Source document —
* * * * *
Wackypedia

Wackypedia

If you have used Wikipedia in the past year (of course you have if you’re reading this) you’ve seen messages from Wikimedia co-founder Jimmy Wales asking for contributions to the nonprofit participatory media project. Wikipedia, “The Free Online Encyclopedia,” is the most well-known part of this amorphous social media enterprise. Mr. Wales greeted the New Year by thanking donors for kicking in $6 million to the continued operation of the outfit.

Wikis are software programs first used for cooperative work on engineering projects. Wikipedia uses these to tie together countless volunteer writers, researchers, and editors to amass and maintain a multilingual compendium of human knowledge. Wikis were formed by and for people of goodwill sharing common goals, but Wikipedia lives in a wild Web-world of conflicting aims and passions, full of cybervandals with broadband and lots of free time.

But while Wikipedia users have become concerned with the reliability of the data, a lot of odd things have been going on in the underlying organization. Gawker’s Valleywag has been tracking this socially-generated serial drama.

This story has it all: Sex and social media; philanthropy and conspiracyhijinx and hilarity.  Did we mention SEX?
* * * * *
Information provided —
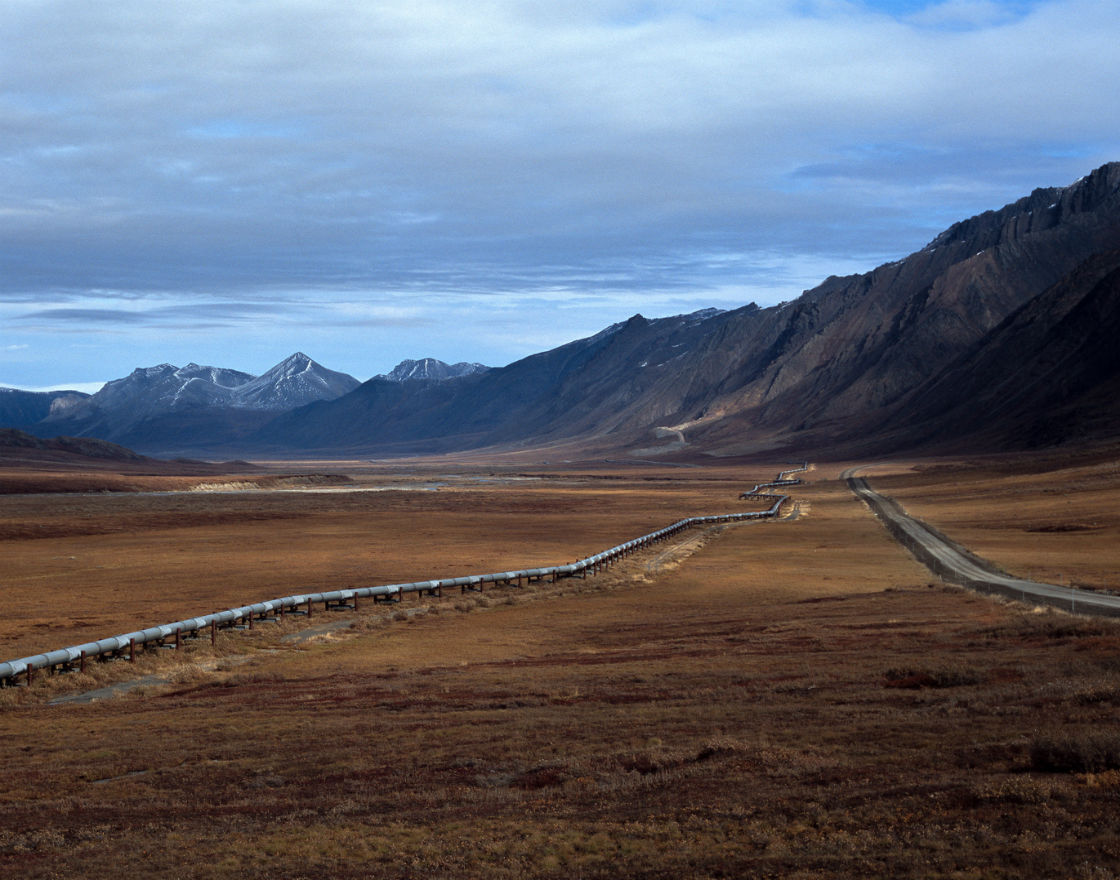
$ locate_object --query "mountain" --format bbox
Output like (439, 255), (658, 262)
(0, 387), (90, 429)
(257, 163), (1120, 455)
(8, 163), (1120, 457)
(230, 352), (361, 411)
(855, 250), (1120, 451)
(35, 353), (360, 455)
(377, 357), (489, 382)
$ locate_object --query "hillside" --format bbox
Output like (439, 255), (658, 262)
(251, 163), (1120, 455)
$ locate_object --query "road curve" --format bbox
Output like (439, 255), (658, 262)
(840, 467), (1120, 617)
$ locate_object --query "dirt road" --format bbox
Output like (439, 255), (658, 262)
(840, 467), (1120, 617)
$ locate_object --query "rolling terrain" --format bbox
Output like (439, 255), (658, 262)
(0, 459), (1120, 878)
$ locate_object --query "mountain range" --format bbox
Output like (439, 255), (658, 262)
(0, 163), (1120, 456)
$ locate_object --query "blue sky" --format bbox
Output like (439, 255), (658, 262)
(0, 0), (1120, 387)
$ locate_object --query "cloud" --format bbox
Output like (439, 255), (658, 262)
(0, 0), (1120, 385)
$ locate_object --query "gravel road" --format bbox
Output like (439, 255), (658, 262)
(840, 467), (1120, 617)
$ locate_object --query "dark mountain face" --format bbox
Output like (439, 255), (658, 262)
(259, 165), (1120, 455)
(851, 250), (1120, 451)
(0, 388), (90, 429)
(10, 165), (1120, 455)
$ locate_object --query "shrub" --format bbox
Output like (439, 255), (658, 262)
(1029, 732), (1120, 773)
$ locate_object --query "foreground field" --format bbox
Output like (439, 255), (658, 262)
(0, 456), (1120, 878)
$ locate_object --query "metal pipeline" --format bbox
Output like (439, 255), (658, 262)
(0, 462), (809, 685)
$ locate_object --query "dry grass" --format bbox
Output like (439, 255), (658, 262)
(0, 456), (1120, 880)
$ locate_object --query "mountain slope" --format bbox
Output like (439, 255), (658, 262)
(259, 163), (1120, 455)
(0, 388), (90, 429)
(860, 250), (1120, 449)
(377, 357), (489, 382)
(38, 353), (360, 455)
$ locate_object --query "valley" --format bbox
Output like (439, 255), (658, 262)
(0, 459), (1120, 878)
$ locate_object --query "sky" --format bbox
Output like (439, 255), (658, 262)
(0, 0), (1120, 390)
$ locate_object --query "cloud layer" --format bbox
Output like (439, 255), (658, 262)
(0, 0), (1120, 385)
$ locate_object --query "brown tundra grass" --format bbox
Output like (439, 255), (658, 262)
(0, 456), (1120, 879)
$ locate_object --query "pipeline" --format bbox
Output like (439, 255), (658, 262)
(0, 462), (809, 686)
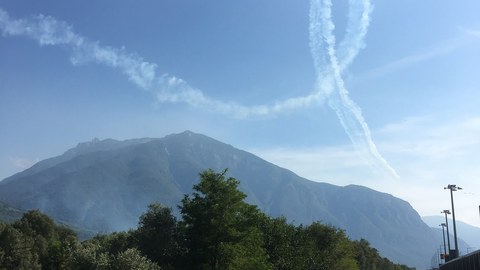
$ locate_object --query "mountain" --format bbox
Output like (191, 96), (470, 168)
(0, 131), (439, 268)
(422, 216), (480, 254)
(0, 202), (24, 222)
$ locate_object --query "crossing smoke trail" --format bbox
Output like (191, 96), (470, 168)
(310, 0), (399, 178)
(0, 0), (398, 177)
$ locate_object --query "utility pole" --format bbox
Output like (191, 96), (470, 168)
(440, 223), (448, 262)
(440, 209), (451, 255)
(443, 185), (462, 259)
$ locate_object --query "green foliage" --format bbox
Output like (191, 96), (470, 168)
(0, 170), (411, 270)
(132, 203), (185, 269)
(180, 170), (270, 269)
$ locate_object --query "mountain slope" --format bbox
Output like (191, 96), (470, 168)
(422, 216), (480, 251)
(0, 132), (437, 267)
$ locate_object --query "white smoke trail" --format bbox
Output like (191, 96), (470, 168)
* * * * *
What this exercise asks —
1) According to the Wackypedia text, how much money did donors contribute to the continued operation of the organization?
2) Duplicate the stretch of the Wackypedia text from "Wikis are software" through "this socially-generated serial drama.".
3) List the kinds of volunteers that, according to the Wackypedia text, Wikipedia uses wikis to tie together.

Responses to the exercise —
1) $6 million

2)
Wikis are software programs first used for cooperative work on engineering projects. Wikipedia uses these to tie together countless volunteer writers, researchers, and editors to amass and maintain a multilingual compendium of human knowledge. Wikis were formed by and for people of goodwill sharing common goals, but Wikipedia lives in a wild Web-world of conflicting aims and passions, full of cybervandals with broadband and lots of free time.

But while Wikipedia users have become concerned with the reliability of the data, a lot of odd things have been going on in the underlying organization. Gawker’s Valleywag has been tracking this socially-generated serial drama.

3) writers, researchers, editors